__Directions__: Starting at the line that has "The service SHOULD place a point on the street" and ending after the line that has "Query: apartment building", rewrite those lines of the data with "parked dark car" swapped for "parked black car" and nothing else changed.

[Point labeling data]
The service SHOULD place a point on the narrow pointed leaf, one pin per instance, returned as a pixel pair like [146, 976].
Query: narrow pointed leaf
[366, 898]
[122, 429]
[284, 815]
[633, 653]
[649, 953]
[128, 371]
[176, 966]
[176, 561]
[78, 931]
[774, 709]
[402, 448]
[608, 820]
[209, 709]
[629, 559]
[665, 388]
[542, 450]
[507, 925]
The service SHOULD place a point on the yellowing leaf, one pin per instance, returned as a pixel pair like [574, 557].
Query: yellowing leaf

--

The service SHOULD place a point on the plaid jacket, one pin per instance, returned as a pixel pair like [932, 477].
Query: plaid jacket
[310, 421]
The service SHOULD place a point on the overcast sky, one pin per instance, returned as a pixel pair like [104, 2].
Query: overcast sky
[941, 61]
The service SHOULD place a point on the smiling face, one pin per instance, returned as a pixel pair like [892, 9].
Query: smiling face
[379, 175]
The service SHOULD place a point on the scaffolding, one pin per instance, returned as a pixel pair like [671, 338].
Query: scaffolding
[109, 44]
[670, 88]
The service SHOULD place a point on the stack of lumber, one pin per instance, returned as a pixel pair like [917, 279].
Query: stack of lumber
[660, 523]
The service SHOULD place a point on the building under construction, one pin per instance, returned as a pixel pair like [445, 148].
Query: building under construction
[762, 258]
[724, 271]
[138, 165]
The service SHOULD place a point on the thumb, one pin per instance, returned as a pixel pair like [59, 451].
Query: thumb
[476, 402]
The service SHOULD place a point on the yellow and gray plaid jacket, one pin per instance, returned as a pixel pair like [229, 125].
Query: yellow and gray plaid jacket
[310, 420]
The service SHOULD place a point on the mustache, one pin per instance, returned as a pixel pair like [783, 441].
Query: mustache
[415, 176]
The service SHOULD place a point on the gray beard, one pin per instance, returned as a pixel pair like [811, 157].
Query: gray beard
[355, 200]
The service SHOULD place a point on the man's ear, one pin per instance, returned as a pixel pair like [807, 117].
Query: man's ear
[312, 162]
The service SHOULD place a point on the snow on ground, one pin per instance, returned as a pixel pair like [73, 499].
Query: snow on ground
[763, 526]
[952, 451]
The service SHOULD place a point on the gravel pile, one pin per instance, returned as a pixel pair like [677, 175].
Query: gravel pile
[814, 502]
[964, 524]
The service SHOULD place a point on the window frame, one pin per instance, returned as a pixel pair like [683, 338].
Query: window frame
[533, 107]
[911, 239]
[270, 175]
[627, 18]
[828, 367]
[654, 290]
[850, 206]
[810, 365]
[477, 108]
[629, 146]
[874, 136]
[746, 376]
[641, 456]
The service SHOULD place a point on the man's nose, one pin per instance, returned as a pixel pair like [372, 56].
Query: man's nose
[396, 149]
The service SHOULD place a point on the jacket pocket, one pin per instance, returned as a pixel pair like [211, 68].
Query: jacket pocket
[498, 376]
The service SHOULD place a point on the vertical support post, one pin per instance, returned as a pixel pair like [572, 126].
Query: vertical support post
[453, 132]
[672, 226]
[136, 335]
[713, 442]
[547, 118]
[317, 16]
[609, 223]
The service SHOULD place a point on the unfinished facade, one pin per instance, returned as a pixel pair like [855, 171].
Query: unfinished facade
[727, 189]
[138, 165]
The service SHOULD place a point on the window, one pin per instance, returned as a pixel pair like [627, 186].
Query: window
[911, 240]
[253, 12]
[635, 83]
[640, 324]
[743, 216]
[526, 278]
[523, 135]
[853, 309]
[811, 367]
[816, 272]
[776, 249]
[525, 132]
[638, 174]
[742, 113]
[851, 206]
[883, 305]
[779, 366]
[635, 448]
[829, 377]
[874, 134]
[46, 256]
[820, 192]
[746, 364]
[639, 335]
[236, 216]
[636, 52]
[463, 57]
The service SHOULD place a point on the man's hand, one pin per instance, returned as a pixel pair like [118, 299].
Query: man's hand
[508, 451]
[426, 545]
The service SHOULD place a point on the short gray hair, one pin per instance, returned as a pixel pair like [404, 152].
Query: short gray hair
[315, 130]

* * *

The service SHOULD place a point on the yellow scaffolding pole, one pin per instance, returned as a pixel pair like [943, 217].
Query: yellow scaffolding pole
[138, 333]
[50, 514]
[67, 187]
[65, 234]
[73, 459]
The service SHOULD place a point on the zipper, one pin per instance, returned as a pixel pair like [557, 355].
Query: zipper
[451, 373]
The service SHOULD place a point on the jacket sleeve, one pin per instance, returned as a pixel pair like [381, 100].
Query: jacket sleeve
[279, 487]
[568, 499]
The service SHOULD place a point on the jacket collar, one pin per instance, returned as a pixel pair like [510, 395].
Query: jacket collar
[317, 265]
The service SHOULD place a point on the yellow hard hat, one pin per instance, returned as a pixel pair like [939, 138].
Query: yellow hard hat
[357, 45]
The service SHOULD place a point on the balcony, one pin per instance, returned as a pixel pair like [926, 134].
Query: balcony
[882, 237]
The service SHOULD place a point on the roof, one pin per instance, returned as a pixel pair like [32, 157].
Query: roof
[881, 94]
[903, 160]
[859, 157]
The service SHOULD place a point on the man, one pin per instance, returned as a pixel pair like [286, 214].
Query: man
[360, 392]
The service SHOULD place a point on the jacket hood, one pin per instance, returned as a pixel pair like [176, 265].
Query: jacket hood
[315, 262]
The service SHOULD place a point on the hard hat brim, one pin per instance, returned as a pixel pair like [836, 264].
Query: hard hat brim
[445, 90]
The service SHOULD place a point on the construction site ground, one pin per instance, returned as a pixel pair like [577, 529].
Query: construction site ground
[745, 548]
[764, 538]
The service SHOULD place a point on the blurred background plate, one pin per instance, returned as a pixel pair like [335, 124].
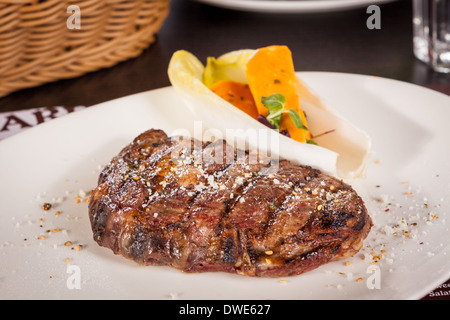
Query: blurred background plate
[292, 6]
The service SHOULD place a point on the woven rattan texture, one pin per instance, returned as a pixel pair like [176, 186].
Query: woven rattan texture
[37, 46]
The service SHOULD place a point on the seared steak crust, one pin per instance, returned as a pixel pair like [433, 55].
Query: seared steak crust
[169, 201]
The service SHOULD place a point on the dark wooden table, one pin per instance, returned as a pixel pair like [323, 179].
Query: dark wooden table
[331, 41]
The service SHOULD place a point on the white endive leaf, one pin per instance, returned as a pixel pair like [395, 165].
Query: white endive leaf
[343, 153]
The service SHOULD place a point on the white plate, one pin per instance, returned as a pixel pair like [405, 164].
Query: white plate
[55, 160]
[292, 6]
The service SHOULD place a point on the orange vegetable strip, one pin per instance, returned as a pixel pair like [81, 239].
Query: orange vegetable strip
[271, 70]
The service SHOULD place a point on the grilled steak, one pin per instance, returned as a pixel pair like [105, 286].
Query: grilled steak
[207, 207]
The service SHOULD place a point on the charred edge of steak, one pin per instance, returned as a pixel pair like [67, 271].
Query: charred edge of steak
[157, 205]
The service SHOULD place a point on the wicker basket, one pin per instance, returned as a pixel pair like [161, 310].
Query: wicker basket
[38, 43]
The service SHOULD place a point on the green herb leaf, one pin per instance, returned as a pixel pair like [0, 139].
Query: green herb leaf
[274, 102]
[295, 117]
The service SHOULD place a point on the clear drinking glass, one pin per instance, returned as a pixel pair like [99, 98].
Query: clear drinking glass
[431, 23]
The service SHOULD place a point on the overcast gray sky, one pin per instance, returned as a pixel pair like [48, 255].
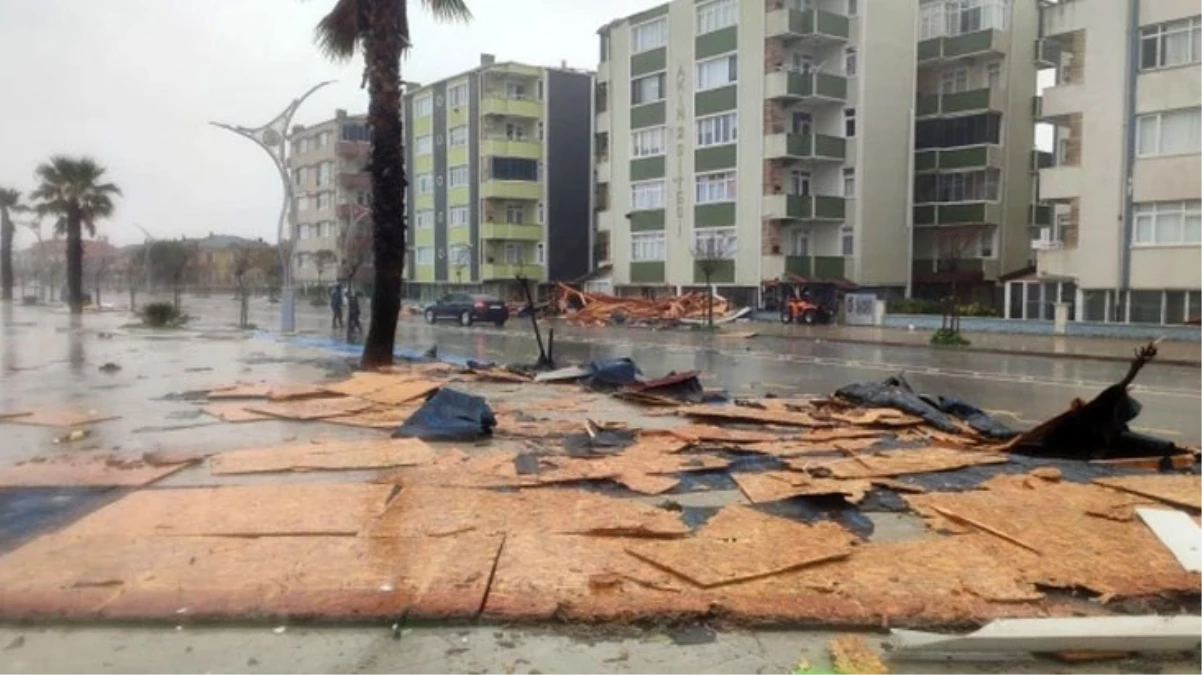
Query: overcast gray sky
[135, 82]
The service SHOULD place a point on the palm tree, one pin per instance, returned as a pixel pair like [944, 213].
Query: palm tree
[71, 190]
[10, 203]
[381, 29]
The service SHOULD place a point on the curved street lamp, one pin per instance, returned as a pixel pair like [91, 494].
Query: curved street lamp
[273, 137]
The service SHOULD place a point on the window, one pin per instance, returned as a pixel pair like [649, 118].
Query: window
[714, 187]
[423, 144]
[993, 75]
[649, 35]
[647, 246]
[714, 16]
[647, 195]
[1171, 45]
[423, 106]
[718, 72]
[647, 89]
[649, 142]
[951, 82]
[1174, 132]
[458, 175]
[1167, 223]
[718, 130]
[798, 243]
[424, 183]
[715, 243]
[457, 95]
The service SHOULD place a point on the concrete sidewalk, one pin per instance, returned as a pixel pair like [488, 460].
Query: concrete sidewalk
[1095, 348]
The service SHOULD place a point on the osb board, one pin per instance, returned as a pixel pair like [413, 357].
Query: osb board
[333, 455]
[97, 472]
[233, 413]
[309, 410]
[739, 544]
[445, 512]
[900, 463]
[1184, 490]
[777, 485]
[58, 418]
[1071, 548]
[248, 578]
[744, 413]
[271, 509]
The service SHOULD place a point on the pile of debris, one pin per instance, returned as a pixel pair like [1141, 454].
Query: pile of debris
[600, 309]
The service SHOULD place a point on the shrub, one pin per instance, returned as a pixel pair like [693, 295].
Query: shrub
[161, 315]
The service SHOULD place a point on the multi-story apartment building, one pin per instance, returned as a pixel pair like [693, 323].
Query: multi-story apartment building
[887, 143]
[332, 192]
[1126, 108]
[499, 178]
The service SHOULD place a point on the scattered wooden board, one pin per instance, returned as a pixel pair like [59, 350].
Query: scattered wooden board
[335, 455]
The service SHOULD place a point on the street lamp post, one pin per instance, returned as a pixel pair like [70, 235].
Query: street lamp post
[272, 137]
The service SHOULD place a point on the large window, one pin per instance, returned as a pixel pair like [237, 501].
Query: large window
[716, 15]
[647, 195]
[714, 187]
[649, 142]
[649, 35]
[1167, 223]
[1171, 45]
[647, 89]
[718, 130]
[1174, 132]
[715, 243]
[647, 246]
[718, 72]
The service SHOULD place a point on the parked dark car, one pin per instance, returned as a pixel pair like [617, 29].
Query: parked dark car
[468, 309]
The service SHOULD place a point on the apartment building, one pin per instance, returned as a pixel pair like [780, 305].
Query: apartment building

__Result for this exercise__:
The service SHOULD place a point on the street lamp post, one pin per instance, returned as a pixel pair like [70, 235].
Query: street lamp post
[272, 137]
The service SHOULD place a point on the large window, one pin per instance, returned as a pixel pair like [237, 501].
Query: large window
[716, 15]
[647, 195]
[714, 187]
[649, 142]
[649, 35]
[1167, 223]
[1171, 45]
[647, 89]
[718, 130]
[1174, 132]
[715, 243]
[647, 246]
[718, 72]
The service SHOULD place a point on the parked black car, one pin per instance, returned as a pixel pair like [617, 29].
Query: parked black car
[468, 309]
The service SHOULD place a point on the apartment building, one pin per instance, returned as a pixel pair like [780, 305].
Query: apartment building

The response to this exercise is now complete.